Set down, exactly as written, every line from the one containing "Using the image above, draw a bounding box around the rear" through the end of the listing.

══════════

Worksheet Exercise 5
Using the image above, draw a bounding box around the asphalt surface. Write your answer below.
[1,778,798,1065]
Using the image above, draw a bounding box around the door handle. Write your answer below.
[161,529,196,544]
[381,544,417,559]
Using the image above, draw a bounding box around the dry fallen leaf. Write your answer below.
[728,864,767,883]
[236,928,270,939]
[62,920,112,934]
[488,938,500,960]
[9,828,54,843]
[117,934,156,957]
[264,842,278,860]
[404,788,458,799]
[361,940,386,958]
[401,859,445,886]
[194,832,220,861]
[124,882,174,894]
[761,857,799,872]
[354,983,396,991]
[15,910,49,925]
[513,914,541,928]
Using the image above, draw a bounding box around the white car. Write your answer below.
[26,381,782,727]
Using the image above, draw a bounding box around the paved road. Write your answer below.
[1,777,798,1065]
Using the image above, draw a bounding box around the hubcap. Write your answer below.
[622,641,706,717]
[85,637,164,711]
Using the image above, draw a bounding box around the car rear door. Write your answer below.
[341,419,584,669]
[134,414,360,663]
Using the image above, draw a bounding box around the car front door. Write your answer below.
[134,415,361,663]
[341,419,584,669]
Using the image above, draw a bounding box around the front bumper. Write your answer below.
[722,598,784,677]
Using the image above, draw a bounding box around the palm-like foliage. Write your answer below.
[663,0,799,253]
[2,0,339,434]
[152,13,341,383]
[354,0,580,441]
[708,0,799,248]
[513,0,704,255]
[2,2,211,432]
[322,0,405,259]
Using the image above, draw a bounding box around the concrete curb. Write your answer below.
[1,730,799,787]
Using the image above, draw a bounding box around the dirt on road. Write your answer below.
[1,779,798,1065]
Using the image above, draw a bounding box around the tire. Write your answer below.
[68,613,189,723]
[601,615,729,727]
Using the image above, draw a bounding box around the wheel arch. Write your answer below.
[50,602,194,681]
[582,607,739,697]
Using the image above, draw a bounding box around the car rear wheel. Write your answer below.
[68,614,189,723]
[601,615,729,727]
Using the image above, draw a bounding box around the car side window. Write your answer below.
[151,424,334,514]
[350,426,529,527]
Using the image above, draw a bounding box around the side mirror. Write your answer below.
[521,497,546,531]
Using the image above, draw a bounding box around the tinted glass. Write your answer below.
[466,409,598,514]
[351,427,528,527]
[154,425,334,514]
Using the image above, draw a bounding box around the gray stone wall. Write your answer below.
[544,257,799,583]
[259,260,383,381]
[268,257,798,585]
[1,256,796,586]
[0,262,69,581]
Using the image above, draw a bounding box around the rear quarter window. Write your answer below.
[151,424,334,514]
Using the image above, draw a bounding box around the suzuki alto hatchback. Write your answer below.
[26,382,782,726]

══════════

[Written reply]:
Using the image above, draw a bounding box around the rear quarter window. Write your answer below.
[151,424,334,514]
Using the image above, draw a bounding box around the suzuki alto hatchback. Write your answer below.
[26,382,782,726]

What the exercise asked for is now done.